<<<<

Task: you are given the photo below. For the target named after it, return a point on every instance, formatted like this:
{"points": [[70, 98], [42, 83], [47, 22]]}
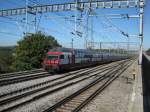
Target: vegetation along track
{"points": [[79, 99], [15, 97]]}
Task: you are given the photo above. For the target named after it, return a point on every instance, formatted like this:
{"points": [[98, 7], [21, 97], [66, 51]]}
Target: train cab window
{"points": [[61, 56]]}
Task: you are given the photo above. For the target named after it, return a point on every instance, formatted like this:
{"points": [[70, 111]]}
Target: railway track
{"points": [[76, 101], [15, 74], [25, 91], [28, 75]]}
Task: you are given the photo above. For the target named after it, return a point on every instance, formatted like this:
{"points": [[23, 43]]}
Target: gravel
{"points": [[114, 98]]}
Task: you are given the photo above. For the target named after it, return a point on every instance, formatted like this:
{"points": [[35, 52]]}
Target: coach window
{"points": [[61, 56]]}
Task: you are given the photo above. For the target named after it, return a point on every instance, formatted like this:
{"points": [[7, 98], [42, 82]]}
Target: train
{"points": [[58, 59]]}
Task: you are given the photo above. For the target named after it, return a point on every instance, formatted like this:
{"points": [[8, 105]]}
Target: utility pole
{"points": [[72, 43], [141, 14], [26, 17]]}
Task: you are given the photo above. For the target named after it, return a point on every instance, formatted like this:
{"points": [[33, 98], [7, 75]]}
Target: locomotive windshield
{"points": [[52, 57]]}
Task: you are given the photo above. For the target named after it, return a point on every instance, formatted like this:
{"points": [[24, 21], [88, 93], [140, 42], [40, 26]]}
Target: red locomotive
{"points": [[67, 58]]}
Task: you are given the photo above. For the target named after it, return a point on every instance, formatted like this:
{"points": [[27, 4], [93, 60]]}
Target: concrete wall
{"points": [[146, 82]]}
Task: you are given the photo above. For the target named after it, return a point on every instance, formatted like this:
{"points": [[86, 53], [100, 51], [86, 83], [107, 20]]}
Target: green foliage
{"points": [[5, 59], [30, 51]]}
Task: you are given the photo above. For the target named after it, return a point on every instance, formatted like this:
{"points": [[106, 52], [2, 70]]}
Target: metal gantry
{"points": [[80, 5], [71, 6]]}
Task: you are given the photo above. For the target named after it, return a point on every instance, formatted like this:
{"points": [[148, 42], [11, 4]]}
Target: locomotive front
{"points": [[52, 61]]}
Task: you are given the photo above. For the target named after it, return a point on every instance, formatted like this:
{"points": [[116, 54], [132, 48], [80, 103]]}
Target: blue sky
{"points": [[12, 27]]}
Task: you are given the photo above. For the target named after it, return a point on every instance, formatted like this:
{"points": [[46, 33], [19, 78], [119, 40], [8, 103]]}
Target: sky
{"points": [[61, 24]]}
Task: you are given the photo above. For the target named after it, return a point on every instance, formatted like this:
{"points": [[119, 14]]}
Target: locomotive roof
{"points": [[59, 49]]}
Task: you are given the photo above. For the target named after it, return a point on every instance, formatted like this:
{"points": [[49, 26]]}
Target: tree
{"points": [[30, 51]]}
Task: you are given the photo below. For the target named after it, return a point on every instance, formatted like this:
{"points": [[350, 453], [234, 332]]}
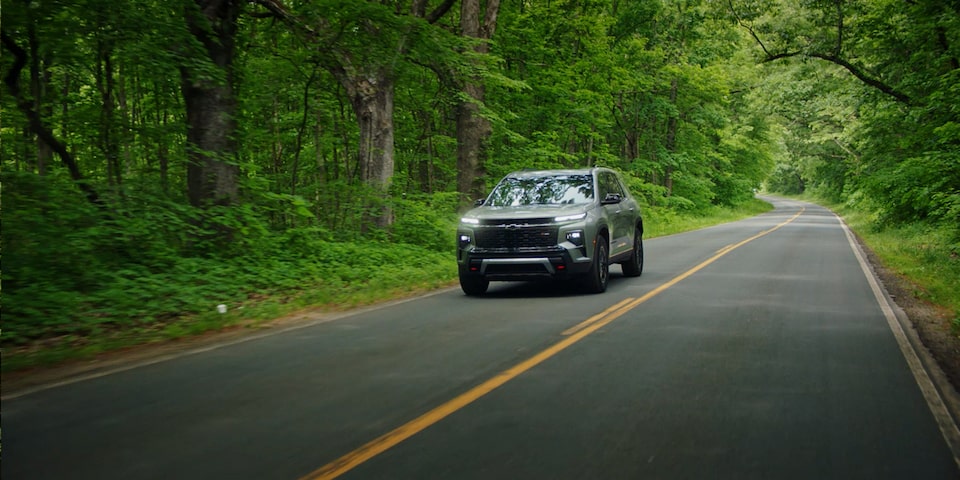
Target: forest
{"points": [[163, 157]]}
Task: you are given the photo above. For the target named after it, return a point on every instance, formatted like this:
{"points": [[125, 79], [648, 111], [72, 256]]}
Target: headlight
{"points": [[569, 218]]}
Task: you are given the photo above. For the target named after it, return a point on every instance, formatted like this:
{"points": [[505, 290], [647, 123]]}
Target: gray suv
{"points": [[566, 224]]}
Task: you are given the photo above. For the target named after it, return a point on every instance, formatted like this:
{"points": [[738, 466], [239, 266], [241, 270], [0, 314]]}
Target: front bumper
{"points": [[558, 262]]}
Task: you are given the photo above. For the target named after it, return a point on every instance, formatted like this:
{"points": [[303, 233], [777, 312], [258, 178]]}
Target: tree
{"points": [[473, 130], [210, 101]]}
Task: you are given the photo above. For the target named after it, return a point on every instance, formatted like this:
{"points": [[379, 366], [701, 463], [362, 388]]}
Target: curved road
{"points": [[756, 349]]}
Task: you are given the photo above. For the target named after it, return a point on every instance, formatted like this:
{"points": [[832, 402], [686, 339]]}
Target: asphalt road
{"points": [[756, 349]]}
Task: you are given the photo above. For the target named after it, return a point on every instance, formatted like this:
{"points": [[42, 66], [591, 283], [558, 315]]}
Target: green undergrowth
{"points": [[46, 323], [926, 254]]}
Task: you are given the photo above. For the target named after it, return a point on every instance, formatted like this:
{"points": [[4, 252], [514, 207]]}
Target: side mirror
{"points": [[611, 198]]}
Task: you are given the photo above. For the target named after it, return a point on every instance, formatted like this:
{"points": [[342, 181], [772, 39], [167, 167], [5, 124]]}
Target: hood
{"points": [[526, 211]]}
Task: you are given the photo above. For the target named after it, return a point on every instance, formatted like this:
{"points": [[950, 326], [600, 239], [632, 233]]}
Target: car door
{"points": [[620, 214]]}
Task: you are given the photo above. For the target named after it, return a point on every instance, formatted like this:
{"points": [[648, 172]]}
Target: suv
{"points": [[567, 224]]}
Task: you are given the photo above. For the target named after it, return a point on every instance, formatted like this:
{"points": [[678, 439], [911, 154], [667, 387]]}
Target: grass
{"points": [[411, 277], [921, 253]]}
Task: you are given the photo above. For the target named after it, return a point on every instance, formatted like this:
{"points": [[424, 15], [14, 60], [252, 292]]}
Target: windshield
{"points": [[552, 190]]}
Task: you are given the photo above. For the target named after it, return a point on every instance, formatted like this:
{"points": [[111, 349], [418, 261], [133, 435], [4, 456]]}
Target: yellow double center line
{"points": [[572, 335]]}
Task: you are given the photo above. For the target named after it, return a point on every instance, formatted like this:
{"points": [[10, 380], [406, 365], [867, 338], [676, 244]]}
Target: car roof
{"points": [[555, 172]]}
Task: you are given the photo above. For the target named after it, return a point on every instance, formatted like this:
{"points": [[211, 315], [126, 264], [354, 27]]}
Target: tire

>>>>

## PROBLEM DESCRIPTION
Please copy the data above character for character, skipping any pictures.

## ANSWER SECTION
Task: you are given the photo below. For the target named after it, return a point on every instance, formatted like this:
{"points": [[70, 98], [42, 83], [47, 22]]}
Target: vegetation along track
{"points": [[79, 99], [15, 97]]}
Task: you are given the photo above. For the target named after it, return a point on every instance, formatted like this:
{"points": [[98, 7], [21, 97], [66, 51]]}
Target: train cab window
{"points": [[61, 56]]}
Task: you are given the photo above. For the target named after it, return a point on every instance, formatted like this:
{"points": [[70, 111]]}
Target: railway track
{"points": [[76, 101], [15, 74], [25, 91], [28, 75]]}
Task: you are given the photo above. For the target named after it, return a point on every instance, formatted like this:
{"points": [[23, 43]]}
Target: gravel
{"points": [[114, 98]]}
Task: you are given the photo above. For the target named after it, return a point on every instance, formatted like this:
{"points": [[35, 52]]}
Target: coach window
{"points": [[61, 56]]}
Task: you are given the photo above. For the target named after it, return a point on every instance, formatted like this:
{"points": [[7, 98], [42, 82]]}
Target: train
{"points": [[58, 59]]}
Task: you are given the photo above. For the target named after it, return a point on every instance, formatted like this:
{"points": [[8, 105]]}
Target: utility pole
{"points": [[72, 43], [141, 14], [26, 17]]}
Task: you are given the photo above. For the target named after it, return a point on every instance, formatted like this:
{"points": [[33, 98], [7, 75]]}
Target: locomotive windshield
{"points": [[52, 57]]}
Task: you are given the photo above. For the target named after it, return a point on every instance, formatted like this:
{"points": [[24, 21], [88, 93], [140, 42], [40, 26]]}
Target: red locomotive
{"points": [[67, 58]]}
Task: you are given the photo above. For the target named after it, return a point on every instance, formatted like this:
{"points": [[27, 4], [93, 60]]}
Target: concrete wall
{"points": [[146, 82]]}
Task: you are given the photo above. For the target named after it, return a point on every instance, formatted like this:
{"points": [[86, 53], [100, 51], [86, 83], [107, 20]]}
Target: green foliage
{"points": [[5, 59], [30, 51]]}
Task: you are given the photo above. For the target named after it, return a point on every instance, formatted like this:
{"points": [[106, 52], [2, 70]]}
Target: metal gantry
{"points": [[80, 5], [71, 6]]}
Task: you are given the photo above. For the target named after it, return a point on every instance, formatted like this:
{"points": [[148, 42], [11, 4]]}
Target: locomotive front
{"points": [[52, 61]]}
Task: you are given the photo above. For the target named after it, return a point on every instance, formatted like this:
{"points": [[116, 54], [132, 48], [80, 103]]}
Target: blue sky
{"points": [[12, 27]]}
Task: you are given the photo above. For the target named after it, return a point on every instance, formatted like this:
{"points": [[46, 33], [19, 78], [119, 40], [8, 103]]}
Target: sky
{"points": [[61, 24]]}
Task: you are given the photo above. For the target named after it, return a point on every instance, formatted like this:
{"points": [[119, 14]]}
Target: locomotive roof
{"points": [[59, 49]]}
Task: you are given the photo above. For the target named after it, return a point on every instance, formatted like this:
{"points": [[49, 26]]}
Target: tree
{"points": [[30, 51]]}
Task: you are given the photo below. For the target named after it, return a point on every instance, formatted like this:
{"points": [[350, 453], [234, 332]]}
Target: forest
{"points": [[163, 157]]}
Task: you are given the photo above. For the target named after it, return a point on every instance, formatted like this:
{"points": [[125, 79], [648, 111], [72, 256]]}
Target: headlight
{"points": [[569, 218]]}
Task: you are given the photo above. For the target named after it, return a point on every instance, formatted like this:
{"points": [[505, 290], [647, 123]]}
Target: gray suv
{"points": [[566, 224]]}
Task: you are given the photo above. For the target named after it, return a point on every instance, formatted like this:
{"points": [[738, 466], [239, 266], [241, 270], [0, 314]]}
Target: front bumper
{"points": [[558, 262]]}
Task: you are given the photo above. For the target named after it, return a point on every instance, formatted like this:
{"points": [[303, 233], [777, 312], [258, 178]]}
Target: tree
{"points": [[473, 130], [210, 101]]}
Task: you are given the photo above. For the target named after it, return a point on every instance, formatted like this:
{"points": [[379, 366], [701, 463], [362, 388]]}
Target: curved road
{"points": [[756, 349]]}
Task: you are given the photo above. For the target named after it, return a point on every instance, formatted like this:
{"points": [[832, 402], [686, 339]]}
Target: asphalt road
{"points": [[756, 349]]}
Task: you are given the photo above. For the target named after it, return a point on every instance, formatted like this:
{"points": [[42, 66], [591, 283], [558, 315]]}
Target: green undergrowth
{"points": [[46, 323], [926, 254]]}
Task: you are given the photo above. For the target named after it, return a point on every instance, formatted like this:
{"points": [[4, 252], [514, 207]]}
Target: side mirror
{"points": [[611, 198]]}
Task: you are given the photo above. For the target named after it, return a point on every instance, formatted like this:
{"points": [[342, 181], [772, 39], [167, 167], [5, 124]]}
Target: hood
{"points": [[526, 211]]}
Task: you are given the photo above. For the target named after it, return a point on every instance, formatted like this:
{"points": [[950, 326], [600, 239], [632, 233]]}
Target: car door
{"points": [[620, 214]]}
Task: you are given the photo above. For the target named after it, return a point on every instance, formatted like this:
{"points": [[648, 172]]}
Target: suv
{"points": [[567, 224]]}
Task: you are given the photo above. For the target named after it, return a point on every instance, formatted like this:
{"points": [[678, 439], [911, 154], [667, 387]]}
Target: grass
{"points": [[411, 277], [921, 253]]}
Task: you are given the photo above. For the target named after it, return a point on every instance, formatted like this:
{"points": [[424, 15], [14, 60], [252, 292]]}
Target: windshield
{"points": [[552, 190]]}
Task: you are given the photo above. For the target named after it, return a point on every instance, formatted like this:
{"points": [[111, 349], [418, 261], [133, 435], [4, 456]]}
Target: yellow double center line
{"points": [[572, 335]]}
Task: you are given the photo above. For the target named after it, return a point on every instance, formatted like this:
{"points": [[10, 380], [406, 365], [867, 338], [676, 244]]}
Target: car roof
{"points": [[555, 172]]}
Task: you are given the photo above. For the target named after it, return a point on every instance, formatted like this:
{"points": [[211, 315], [126, 264], [354, 27]]}
Target: tire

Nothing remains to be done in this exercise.